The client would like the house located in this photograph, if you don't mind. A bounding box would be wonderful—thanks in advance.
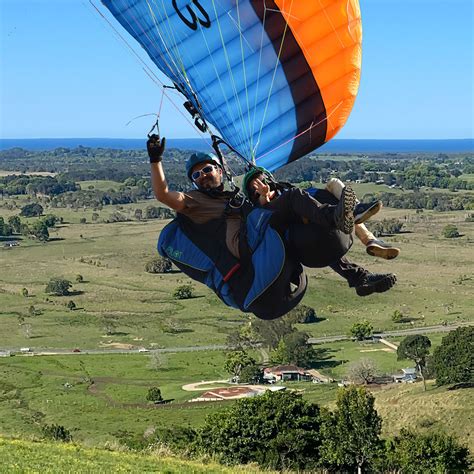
[3,240,20,249]
[263,365,312,383]
[393,367,417,383]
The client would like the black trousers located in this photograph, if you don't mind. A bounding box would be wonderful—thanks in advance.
[265,188,369,287]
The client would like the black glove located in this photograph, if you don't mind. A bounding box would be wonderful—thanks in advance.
[146,134,166,163]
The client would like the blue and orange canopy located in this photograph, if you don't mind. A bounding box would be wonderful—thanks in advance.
[103,0,362,171]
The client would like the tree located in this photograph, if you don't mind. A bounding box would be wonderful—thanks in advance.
[392,309,403,323]
[146,387,163,403]
[20,203,43,217]
[173,284,194,300]
[347,358,378,385]
[102,316,118,336]
[397,334,431,391]
[198,391,320,470]
[378,428,469,474]
[443,224,459,239]
[8,216,21,234]
[45,278,72,296]
[351,320,374,341]
[30,220,49,242]
[133,209,143,221]
[321,386,382,472]
[149,351,167,370]
[41,214,59,227]
[224,351,256,377]
[432,326,474,385]
[41,424,72,443]
[145,257,173,273]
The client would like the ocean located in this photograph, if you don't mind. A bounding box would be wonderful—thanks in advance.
[0,138,474,153]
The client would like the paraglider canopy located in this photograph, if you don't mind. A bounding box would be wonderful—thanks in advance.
[103,0,362,171]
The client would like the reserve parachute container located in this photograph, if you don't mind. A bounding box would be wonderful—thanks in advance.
[102,0,362,171]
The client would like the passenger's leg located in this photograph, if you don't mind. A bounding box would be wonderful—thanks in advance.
[330,257,397,296]
[266,187,355,234]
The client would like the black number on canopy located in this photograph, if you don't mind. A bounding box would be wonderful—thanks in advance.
[172,0,211,30]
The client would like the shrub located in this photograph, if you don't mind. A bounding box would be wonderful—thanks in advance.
[146,387,163,403]
[145,257,172,273]
[45,278,72,296]
[443,224,459,239]
[173,285,194,300]
[41,424,72,443]
[351,321,374,341]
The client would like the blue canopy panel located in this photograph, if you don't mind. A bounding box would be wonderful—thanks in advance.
[103,0,326,171]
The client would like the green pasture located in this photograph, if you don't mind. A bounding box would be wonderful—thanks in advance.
[0,352,474,448]
[0,204,474,349]
[0,438,260,474]
[77,179,123,191]
[0,351,230,446]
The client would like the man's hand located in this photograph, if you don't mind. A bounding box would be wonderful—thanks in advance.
[253,178,275,204]
[146,134,166,163]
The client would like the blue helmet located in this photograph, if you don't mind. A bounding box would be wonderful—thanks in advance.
[186,152,221,179]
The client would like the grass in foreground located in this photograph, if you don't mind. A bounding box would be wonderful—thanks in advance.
[0,438,261,474]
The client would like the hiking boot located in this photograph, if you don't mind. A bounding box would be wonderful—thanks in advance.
[365,239,400,260]
[355,273,397,296]
[334,186,357,234]
[354,201,382,224]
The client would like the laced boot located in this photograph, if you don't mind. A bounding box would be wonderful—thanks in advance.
[355,273,397,296]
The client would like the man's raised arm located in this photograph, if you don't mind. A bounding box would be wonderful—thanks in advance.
[146,135,186,212]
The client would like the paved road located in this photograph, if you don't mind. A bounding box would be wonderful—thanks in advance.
[308,321,474,344]
[0,321,474,355]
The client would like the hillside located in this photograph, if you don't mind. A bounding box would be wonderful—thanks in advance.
[0,438,262,474]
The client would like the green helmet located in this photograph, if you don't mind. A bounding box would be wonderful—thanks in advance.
[242,166,273,199]
[186,152,221,181]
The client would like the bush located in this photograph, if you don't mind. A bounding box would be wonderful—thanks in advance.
[145,257,172,273]
[433,326,474,385]
[379,428,469,474]
[351,321,374,341]
[443,224,459,239]
[392,309,403,323]
[287,304,318,324]
[173,285,194,300]
[41,424,72,443]
[20,203,43,217]
[45,278,72,296]
[146,387,163,403]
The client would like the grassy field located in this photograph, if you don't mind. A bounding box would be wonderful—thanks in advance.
[0,178,474,456]
[0,352,474,449]
[0,438,264,474]
[0,198,474,349]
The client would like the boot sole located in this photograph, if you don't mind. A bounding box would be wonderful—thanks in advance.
[354,201,383,224]
[337,186,357,234]
[366,244,400,260]
[356,274,397,296]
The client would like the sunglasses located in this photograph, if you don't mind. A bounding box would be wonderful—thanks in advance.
[191,165,215,181]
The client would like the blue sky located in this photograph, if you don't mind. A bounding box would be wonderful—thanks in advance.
[0,0,474,139]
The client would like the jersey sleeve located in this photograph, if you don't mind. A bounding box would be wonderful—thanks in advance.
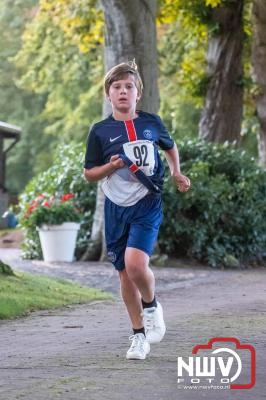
[84,126,104,169]
[156,115,175,150]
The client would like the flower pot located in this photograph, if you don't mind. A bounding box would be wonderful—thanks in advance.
[37,222,80,262]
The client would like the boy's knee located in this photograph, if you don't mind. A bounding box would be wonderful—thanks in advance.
[126,261,146,280]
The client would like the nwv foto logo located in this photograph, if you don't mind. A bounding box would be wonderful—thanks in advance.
[177,337,256,389]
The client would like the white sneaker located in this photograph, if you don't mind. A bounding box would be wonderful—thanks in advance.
[143,301,166,343]
[126,333,150,360]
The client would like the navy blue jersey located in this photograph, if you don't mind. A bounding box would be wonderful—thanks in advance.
[84,111,174,195]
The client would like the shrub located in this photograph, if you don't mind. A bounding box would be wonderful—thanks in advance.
[159,141,266,267]
[19,143,96,259]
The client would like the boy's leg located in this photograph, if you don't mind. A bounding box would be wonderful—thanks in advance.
[125,247,166,343]
[119,269,143,329]
[119,269,150,360]
[125,247,155,303]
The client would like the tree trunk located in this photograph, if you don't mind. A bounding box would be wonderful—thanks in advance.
[199,0,244,143]
[252,0,266,166]
[83,0,159,260]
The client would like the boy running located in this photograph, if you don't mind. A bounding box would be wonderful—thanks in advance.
[84,61,190,360]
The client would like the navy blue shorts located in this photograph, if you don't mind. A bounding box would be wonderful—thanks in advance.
[104,194,163,271]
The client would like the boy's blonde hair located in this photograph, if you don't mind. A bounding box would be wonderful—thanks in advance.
[104,58,143,96]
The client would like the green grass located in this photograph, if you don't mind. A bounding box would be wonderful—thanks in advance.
[0,228,16,237]
[0,272,112,319]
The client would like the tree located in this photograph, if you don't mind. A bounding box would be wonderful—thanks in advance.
[199,0,244,142]
[252,0,266,166]
[83,0,159,259]
[0,0,53,193]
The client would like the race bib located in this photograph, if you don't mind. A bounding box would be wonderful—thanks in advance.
[123,140,155,176]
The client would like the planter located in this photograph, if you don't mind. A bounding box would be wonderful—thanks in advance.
[37,222,80,262]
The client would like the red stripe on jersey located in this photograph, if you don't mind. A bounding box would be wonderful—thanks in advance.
[124,119,138,142]
[129,164,139,173]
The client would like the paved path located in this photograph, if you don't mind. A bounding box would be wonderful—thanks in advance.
[0,249,266,400]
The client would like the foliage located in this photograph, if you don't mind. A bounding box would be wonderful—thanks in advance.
[0,271,112,320]
[0,0,54,193]
[20,193,81,229]
[19,143,96,258]
[13,0,103,141]
[159,141,266,267]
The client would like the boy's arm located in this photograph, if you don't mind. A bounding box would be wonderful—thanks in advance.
[165,144,190,192]
[84,154,124,182]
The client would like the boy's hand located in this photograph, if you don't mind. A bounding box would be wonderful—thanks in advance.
[172,173,190,192]
[110,154,125,169]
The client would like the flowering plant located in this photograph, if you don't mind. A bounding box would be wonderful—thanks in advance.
[23,193,81,228]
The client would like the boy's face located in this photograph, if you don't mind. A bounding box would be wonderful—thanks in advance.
[107,74,140,113]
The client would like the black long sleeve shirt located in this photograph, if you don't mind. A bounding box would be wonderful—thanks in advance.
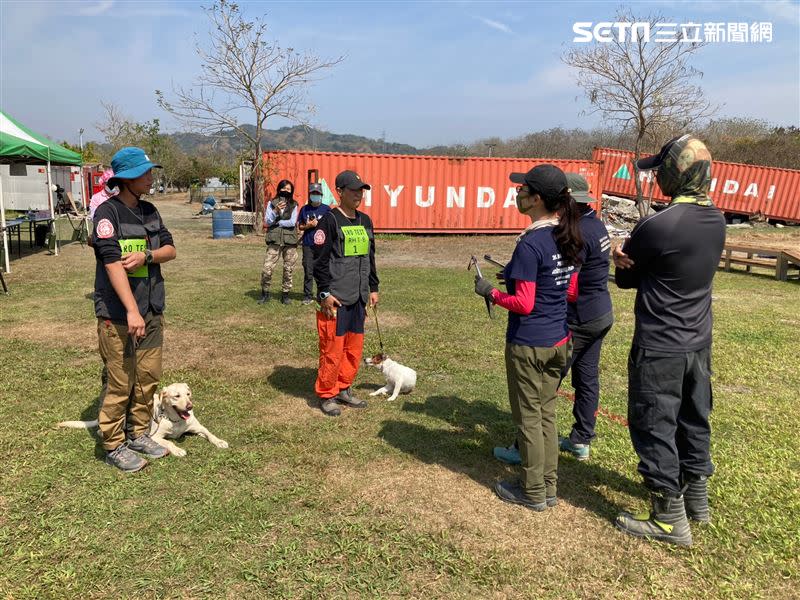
[614,203,725,353]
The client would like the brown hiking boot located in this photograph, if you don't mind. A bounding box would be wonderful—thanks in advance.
[336,388,367,408]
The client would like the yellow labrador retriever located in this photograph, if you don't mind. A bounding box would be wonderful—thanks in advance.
[58,383,228,457]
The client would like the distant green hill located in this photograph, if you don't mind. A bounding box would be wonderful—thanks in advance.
[170,125,421,156]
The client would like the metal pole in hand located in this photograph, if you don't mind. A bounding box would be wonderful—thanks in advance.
[467,254,494,319]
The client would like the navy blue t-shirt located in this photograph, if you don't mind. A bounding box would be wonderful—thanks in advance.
[297,202,331,246]
[504,225,575,348]
[567,210,611,325]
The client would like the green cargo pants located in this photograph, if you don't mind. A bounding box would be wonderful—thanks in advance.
[97,313,164,450]
[506,341,572,502]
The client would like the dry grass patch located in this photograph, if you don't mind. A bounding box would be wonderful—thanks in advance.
[325,458,693,598]
[3,320,97,350]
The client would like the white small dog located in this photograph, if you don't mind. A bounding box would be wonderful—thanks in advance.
[58,383,228,457]
[364,354,417,402]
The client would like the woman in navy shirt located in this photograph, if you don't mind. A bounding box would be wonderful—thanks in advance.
[475,165,583,511]
[559,173,614,460]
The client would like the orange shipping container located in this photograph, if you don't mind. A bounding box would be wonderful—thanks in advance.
[264,151,600,233]
[592,148,800,221]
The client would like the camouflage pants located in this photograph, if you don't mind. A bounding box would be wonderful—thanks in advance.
[261,244,297,293]
[97,313,164,450]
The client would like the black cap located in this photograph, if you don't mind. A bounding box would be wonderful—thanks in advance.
[636,133,691,171]
[508,165,569,198]
[566,173,594,204]
[336,171,371,190]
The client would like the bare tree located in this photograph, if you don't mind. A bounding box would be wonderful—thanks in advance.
[95,100,131,151]
[562,9,717,216]
[156,0,342,220]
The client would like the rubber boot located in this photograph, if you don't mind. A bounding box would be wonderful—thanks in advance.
[683,474,711,523]
[616,493,692,546]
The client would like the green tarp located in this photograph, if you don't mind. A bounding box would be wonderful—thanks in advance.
[0,112,82,165]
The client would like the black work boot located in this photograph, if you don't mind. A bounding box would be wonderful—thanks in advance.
[615,493,692,546]
[683,474,711,523]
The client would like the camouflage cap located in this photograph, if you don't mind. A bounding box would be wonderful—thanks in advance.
[636,133,711,198]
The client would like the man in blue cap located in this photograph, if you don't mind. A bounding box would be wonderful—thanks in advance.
[613,134,725,546]
[94,148,175,473]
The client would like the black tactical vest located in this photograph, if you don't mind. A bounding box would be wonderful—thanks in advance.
[94,196,165,322]
[329,209,375,306]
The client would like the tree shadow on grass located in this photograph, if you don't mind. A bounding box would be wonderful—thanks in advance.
[379,396,644,519]
[75,372,106,460]
[244,286,303,306]
[267,365,319,408]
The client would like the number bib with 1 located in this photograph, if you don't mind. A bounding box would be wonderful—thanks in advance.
[342,225,369,256]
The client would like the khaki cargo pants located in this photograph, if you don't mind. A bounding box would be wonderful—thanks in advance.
[97,313,164,450]
[261,244,297,293]
[506,341,572,502]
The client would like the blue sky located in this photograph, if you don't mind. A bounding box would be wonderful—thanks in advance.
[0,0,800,146]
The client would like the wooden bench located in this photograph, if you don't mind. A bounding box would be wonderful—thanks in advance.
[719,244,800,281]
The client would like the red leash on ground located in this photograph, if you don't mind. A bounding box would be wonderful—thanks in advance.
[558,390,628,427]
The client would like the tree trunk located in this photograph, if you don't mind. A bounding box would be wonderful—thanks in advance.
[632,137,652,219]
[251,144,266,233]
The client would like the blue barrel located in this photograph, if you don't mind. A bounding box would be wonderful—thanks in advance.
[211,210,233,240]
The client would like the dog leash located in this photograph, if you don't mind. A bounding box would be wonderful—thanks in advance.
[128,334,155,424]
[372,304,385,354]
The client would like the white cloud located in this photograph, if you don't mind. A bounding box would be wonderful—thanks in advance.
[761,0,800,25]
[78,0,114,17]
[475,17,514,34]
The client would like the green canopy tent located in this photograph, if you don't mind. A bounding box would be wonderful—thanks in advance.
[0,111,83,273]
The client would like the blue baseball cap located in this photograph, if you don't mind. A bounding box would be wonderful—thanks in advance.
[111,147,161,179]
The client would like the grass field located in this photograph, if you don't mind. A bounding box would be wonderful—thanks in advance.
[0,199,800,599]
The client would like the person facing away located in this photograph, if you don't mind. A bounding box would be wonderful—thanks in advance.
[494,173,614,465]
[258,179,300,304]
[297,183,331,304]
[94,147,176,472]
[475,164,583,511]
[613,134,725,546]
[313,171,379,417]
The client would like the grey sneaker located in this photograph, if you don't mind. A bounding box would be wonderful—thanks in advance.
[494,481,557,512]
[336,388,367,408]
[319,398,342,417]
[128,433,169,458]
[105,444,147,473]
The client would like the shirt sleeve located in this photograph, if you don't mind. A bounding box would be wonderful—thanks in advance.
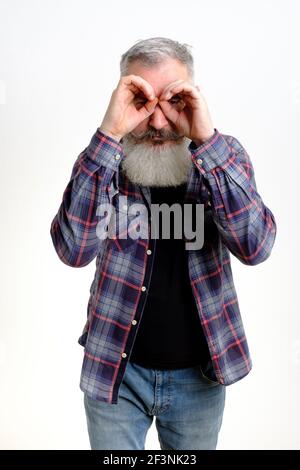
[50,128,124,267]
[189,128,277,265]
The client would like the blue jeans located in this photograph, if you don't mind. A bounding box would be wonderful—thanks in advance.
[84,362,226,450]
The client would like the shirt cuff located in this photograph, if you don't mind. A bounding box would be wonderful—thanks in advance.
[86,128,125,171]
[188,128,231,174]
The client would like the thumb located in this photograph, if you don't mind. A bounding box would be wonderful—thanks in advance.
[144,98,158,114]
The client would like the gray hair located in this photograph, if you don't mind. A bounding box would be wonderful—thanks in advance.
[120,37,194,79]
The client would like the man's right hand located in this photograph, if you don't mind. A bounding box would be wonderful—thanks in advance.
[99,75,158,141]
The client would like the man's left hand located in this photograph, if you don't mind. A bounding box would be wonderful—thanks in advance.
[158,80,215,147]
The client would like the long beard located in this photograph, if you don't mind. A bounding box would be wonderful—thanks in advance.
[120,136,192,186]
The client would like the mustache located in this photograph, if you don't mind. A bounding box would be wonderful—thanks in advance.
[128,129,183,142]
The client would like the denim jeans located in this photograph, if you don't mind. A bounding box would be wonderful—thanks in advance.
[84,362,226,450]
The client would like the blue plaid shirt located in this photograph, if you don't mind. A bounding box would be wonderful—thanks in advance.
[50,128,276,404]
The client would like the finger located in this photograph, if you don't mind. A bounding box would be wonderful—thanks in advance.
[138,98,158,119]
[160,80,184,99]
[159,101,179,124]
[123,75,155,100]
[165,82,199,100]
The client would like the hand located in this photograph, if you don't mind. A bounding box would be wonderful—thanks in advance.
[99,75,158,141]
[159,80,215,146]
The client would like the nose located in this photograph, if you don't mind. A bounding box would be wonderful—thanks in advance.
[149,104,169,129]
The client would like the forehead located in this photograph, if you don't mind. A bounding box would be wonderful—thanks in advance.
[128,58,191,96]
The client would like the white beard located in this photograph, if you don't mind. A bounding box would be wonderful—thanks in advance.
[120,136,192,186]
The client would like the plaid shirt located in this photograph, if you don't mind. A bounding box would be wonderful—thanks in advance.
[50,128,276,404]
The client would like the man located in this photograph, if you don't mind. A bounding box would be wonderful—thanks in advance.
[51,38,276,450]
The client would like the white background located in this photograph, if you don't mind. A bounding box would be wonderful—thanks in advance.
[0,0,300,450]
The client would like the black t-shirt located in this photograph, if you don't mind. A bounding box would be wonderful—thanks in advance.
[129,183,209,369]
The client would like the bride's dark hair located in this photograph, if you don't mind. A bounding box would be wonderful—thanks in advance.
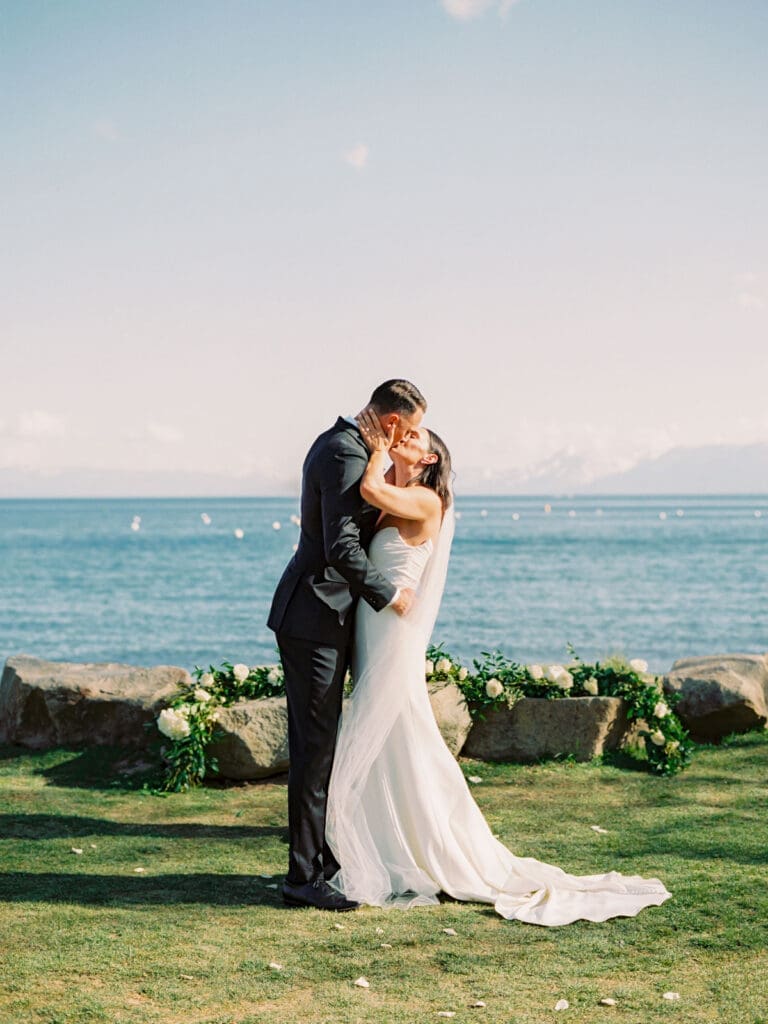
[408,430,452,512]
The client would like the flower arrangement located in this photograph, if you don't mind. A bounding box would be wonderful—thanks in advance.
[426,644,692,775]
[157,644,692,793]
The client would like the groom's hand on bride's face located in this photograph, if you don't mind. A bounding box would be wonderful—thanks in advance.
[391,587,416,615]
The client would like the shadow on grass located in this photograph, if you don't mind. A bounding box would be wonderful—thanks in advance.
[0,871,296,909]
[0,814,288,843]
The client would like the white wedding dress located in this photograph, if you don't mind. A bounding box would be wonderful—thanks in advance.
[326,510,671,926]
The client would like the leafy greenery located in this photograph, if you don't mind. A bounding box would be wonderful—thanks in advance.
[0,732,768,1024]
[158,662,285,793]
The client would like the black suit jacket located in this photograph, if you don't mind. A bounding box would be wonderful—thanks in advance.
[267,417,396,645]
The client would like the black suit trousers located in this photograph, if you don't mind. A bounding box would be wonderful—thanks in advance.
[278,633,349,885]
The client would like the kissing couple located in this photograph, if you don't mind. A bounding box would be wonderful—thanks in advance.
[268,380,671,926]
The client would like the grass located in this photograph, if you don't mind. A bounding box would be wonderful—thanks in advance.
[0,733,768,1024]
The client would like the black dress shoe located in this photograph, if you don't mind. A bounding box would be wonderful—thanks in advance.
[283,879,359,911]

____

• _Aim of the exercise_: Set out the records from the line containing "The client would like the blue canopy" through the line containing "[0,438,261,474]" as a JSON list of strings. Use one string per line and omit blank lines.

• _Response_:
[
  "The client would like the blue canopy panel located in this photograph, if you don't mind. A bounding box would be wonderful—thanks in advance.",
  "[103,0,326,171]",
  "The client would like the green pasture located in this photograph, if you don't mind. A bounding box would be wonderful—thanks in advance.",
  "[0,352,474,448]",
  "[0,204,474,349]",
  "[0,438,260,474]",
  "[77,179,123,191]",
  "[0,351,230,446]",
  "The client would like the man's hand located in this photograph, if you don't mind. A bounding box would be wonderful—thanks in advance.",
  "[253,178,275,204]",
  "[146,134,166,163]",
  "The client would like the blue helmet located in this photograph, if you don't mind. A bounding box would be wonderful—thanks in advance.",
  "[186,152,221,179]",
  "The client would like the grass in foreground located in this photograph, if you don't mind. A bounding box would be wonderful—thanks in advance.",
  "[0,438,261,474]"
]